▶ [Task objective]: Give an exact copy of every line, leaving images out.

▶ [Record extracts]:
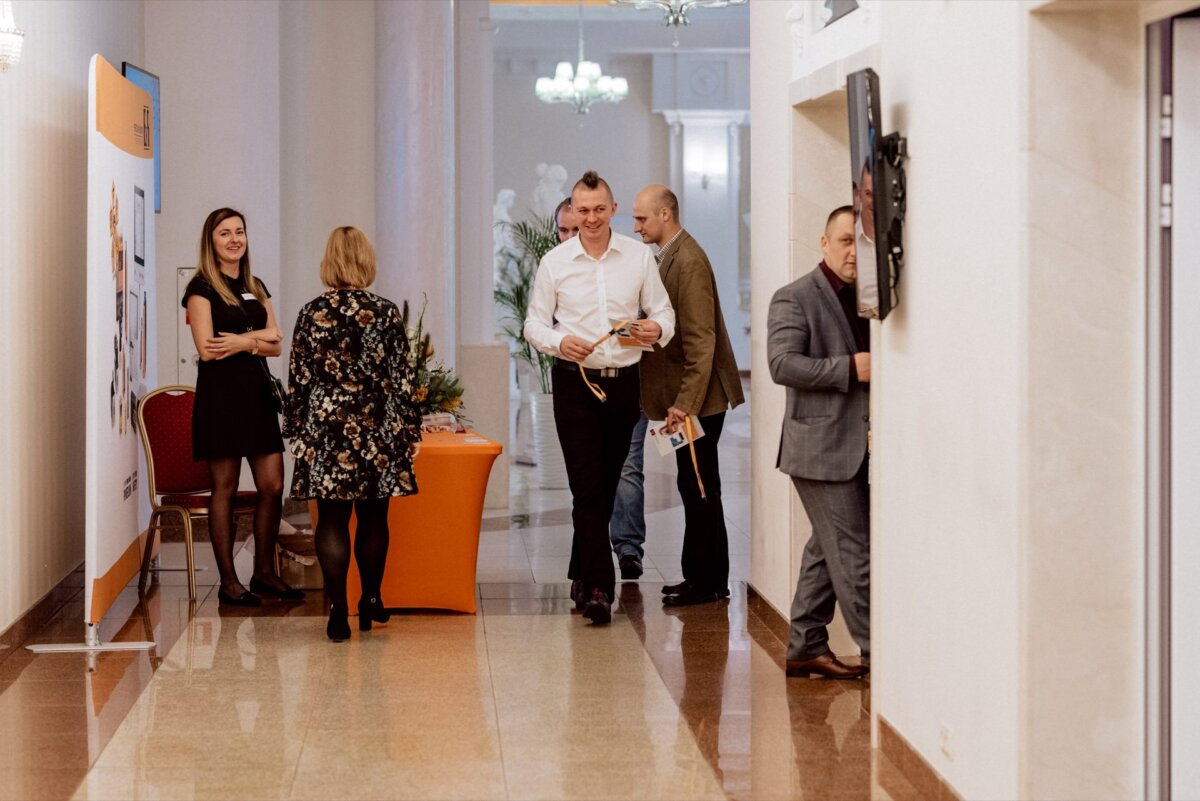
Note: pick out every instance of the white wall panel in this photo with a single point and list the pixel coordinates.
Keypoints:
(43, 158)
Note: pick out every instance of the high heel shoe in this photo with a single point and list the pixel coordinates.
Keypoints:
(339, 627)
(371, 609)
(246, 598)
(286, 594)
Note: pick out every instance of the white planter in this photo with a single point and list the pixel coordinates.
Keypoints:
(546, 449)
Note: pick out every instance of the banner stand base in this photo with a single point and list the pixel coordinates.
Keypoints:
(91, 643)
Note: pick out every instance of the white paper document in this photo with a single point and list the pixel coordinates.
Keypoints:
(670, 443)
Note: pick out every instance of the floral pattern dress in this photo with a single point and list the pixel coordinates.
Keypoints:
(351, 413)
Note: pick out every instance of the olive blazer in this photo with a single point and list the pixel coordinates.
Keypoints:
(696, 371)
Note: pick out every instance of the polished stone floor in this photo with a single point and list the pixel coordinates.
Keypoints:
(522, 700)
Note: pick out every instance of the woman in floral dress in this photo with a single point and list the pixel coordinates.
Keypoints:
(353, 422)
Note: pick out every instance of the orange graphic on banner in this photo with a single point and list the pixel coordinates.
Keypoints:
(124, 115)
(106, 588)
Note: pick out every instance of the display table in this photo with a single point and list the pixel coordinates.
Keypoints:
(435, 534)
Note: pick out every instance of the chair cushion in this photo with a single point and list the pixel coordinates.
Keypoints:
(167, 431)
(244, 500)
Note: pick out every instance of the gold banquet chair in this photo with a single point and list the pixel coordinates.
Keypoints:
(177, 483)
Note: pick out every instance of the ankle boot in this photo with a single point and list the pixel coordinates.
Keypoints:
(339, 627)
(371, 609)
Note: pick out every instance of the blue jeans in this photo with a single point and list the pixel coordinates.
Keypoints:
(627, 529)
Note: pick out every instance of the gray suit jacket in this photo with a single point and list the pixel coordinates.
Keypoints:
(810, 350)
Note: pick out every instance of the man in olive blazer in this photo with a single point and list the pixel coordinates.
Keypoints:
(819, 348)
(695, 374)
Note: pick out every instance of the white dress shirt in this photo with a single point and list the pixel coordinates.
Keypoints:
(575, 294)
(867, 285)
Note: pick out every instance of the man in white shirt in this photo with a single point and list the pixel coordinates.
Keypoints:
(582, 288)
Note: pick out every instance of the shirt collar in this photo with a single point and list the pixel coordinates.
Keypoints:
(834, 281)
(663, 251)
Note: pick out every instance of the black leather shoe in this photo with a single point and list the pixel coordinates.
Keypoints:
(371, 610)
(826, 666)
(598, 609)
(676, 589)
(339, 626)
(246, 598)
(689, 596)
(287, 592)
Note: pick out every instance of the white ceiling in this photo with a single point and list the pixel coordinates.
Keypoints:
(551, 30)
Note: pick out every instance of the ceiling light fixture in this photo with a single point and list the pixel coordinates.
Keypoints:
(581, 85)
(675, 12)
(11, 37)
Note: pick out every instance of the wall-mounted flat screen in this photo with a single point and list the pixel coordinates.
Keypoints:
(874, 212)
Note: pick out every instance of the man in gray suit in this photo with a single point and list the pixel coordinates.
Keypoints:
(819, 348)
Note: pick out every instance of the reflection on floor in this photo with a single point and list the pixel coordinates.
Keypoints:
(522, 700)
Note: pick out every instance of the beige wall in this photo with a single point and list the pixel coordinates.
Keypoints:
(1008, 413)
(947, 398)
(327, 137)
(1084, 444)
(43, 158)
(221, 138)
(624, 142)
(771, 267)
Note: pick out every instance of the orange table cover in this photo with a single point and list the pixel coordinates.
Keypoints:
(435, 534)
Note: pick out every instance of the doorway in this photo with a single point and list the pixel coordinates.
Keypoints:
(1174, 239)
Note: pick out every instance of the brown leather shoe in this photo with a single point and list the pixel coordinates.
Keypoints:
(826, 666)
(598, 609)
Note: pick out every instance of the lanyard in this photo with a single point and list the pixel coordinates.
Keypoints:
(690, 433)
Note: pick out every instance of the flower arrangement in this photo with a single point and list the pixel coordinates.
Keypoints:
(438, 390)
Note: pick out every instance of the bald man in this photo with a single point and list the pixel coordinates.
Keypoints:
(695, 373)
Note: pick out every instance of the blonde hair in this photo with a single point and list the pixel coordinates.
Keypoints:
(349, 259)
(209, 269)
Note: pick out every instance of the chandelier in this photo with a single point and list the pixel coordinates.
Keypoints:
(675, 12)
(581, 85)
(11, 37)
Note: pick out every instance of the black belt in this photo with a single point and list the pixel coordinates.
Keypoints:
(604, 372)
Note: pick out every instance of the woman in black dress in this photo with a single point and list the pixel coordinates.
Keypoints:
(353, 422)
(233, 325)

▶ [Solution for this problem]:
Note: pick out every instance of the white wall panel in this photo with a single point and list the pixel coordinates.
Keypoints:
(43, 158)
Note: pick out every instance of the high heel shoe in this photo with a single point and list the pixel coordinates.
Keypoints:
(339, 627)
(371, 609)
(246, 598)
(286, 594)
Note: pick out every instance of the white planter in this photo with a single point and list the pixel coordinates.
Keypoints:
(546, 449)
Note: pick out every instance of the banner stand base in this photo with a single point and list the pixel coordinates.
Keypoints:
(91, 643)
Note: pick out every instance of the white paper document in this photo with a single point and list the pixel coordinates.
Keypoints:
(670, 443)
Note: pick out every instance of the floral pattern dress in this photo with a single point and list the pixel coordinates.
Keypoints:
(351, 413)
Note: pick out every instance of the olive blazer in this photo with a single point and list the pixel coordinates.
Keypoints:
(696, 371)
Note: pick out every instance of the polished stone floor in this photo with a single point and list the pixel coordinates.
Keypoints:
(522, 700)
Note: pick out every instance of the woman in floral dress in this photo with a single point and list the pixel coordinates.
Keypoints:
(353, 422)
Note: pick out every instance of the orange graphic on banner in this photo with a single point and list the pixel coordinates.
Keypoints:
(124, 115)
(106, 588)
Note: pick out every instance of the display table in this photo with a single point and list the pixel coordinates.
Keypoints:
(435, 534)
Note: pick out every instance of the chair cushion in this photo with a single point and list the pixel coordinates.
Keypoints:
(167, 431)
(244, 500)
Note: pick out every instance of the gold banquet chair in this photo with a single point and list the pixel coordinates.
Keypoints:
(177, 483)
Note: pick out every instance of the ankle boot in this photo with a single point and list the pixel coordinates.
Keypoints:
(339, 627)
(371, 609)
Note: pick out every instance of the blue jeans in this photo with a single point and list the pixel coordinates.
Keypoints:
(627, 529)
Note: pick out every instance of the gray suit jacket in this photo with a single point and list the pixel coordinates.
Keypoints:
(810, 350)
Note: pick out every instance of the man in olive blazer in this photo with a single point and list the pixel coordinates.
Keypoints:
(819, 348)
(695, 374)
Note: pick out every instance of the white dress shirt in this photo with a single point and list the pixel coordinates.
Keypoints:
(575, 294)
(867, 285)
Note: pick out every instance of the man in white shirt in this photo with a single point and list the pixel coordinates.
Keypoints:
(582, 288)
Note: pick out every instance of the shirt collar in this photo with a single point and list the pixel coordinates.
Keypoints:
(834, 281)
(663, 251)
Note: pick out every instance of the black leather shoe in this photo with a single point and list the pixel coordinates.
Keypoints:
(371, 610)
(826, 666)
(598, 609)
(676, 589)
(339, 626)
(246, 598)
(689, 596)
(287, 592)
Note: pick out every instance of the white ceiling in this photo with a single point and list the pixel coordinates.
Keypoints:
(551, 30)
Note: pick out every instance of the ceiling light fixture in this photo with a single point and list the pixel coordinates.
Keypoints:
(581, 85)
(675, 12)
(11, 37)
Note: pick out every instance of the wall-mounted flat screen in this photo with a single point and list the pixel coordinates.
Keypoints:
(874, 212)
Note: pick out every instance of the man in gray suit in this photo with a single point and list the pixel coordinates.
Keypoints:
(819, 348)
Note: pick out every instance of the reflection on floor in this photo with a single point and list the pixel coordinates.
Keypoints:
(522, 700)
Note: pick out every instance of the beige wall in this photo with a single point and list the pixel coordinates.
Keypoints:
(1008, 413)
(947, 398)
(327, 137)
(1084, 444)
(43, 158)
(221, 138)
(624, 142)
(771, 267)
Note: pick out every instance of the orange table cover in this photo with a single point and list the pixel coordinates.
Keypoints:
(435, 534)
Note: pick out every instance of the doorway in this photo with a single point and list the pixel coordinates.
Keypoints:
(1174, 239)
Note: pick out every instance of the brown leather shoe in this photo with a single point and list the pixel coordinates.
Keypoints:
(826, 666)
(598, 609)
Note: pick out every instance of the lanyard in this photo with a single point and list the pixel coordinates.
Keypoints:
(690, 433)
Note: pick out every instance of the flower arrangement in this photo with a single point and list the pixel coordinates.
Keypoints:
(438, 390)
Note: pick out every instance of the bald man in this photo with a single point and list the pixel coordinates.
Keypoints:
(695, 373)
Note: pick out every instance of the blonde hair in this photo with a single point and list the pixel coordinates.
Keypoints:
(349, 259)
(209, 269)
Note: pick out every instance of the chandelier in this photo with a single point and list the pixel coordinates.
Keypoints:
(675, 12)
(581, 85)
(11, 37)
Note: pick out every instance of the black belt in this photo with a single point and list the pixel coordinates.
Keypoints:
(604, 372)
Note: pick out every instance of the woman in black dress in this photo with a single point and list the pixel coordinates.
Keypoints:
(353, 422)
(233, 325)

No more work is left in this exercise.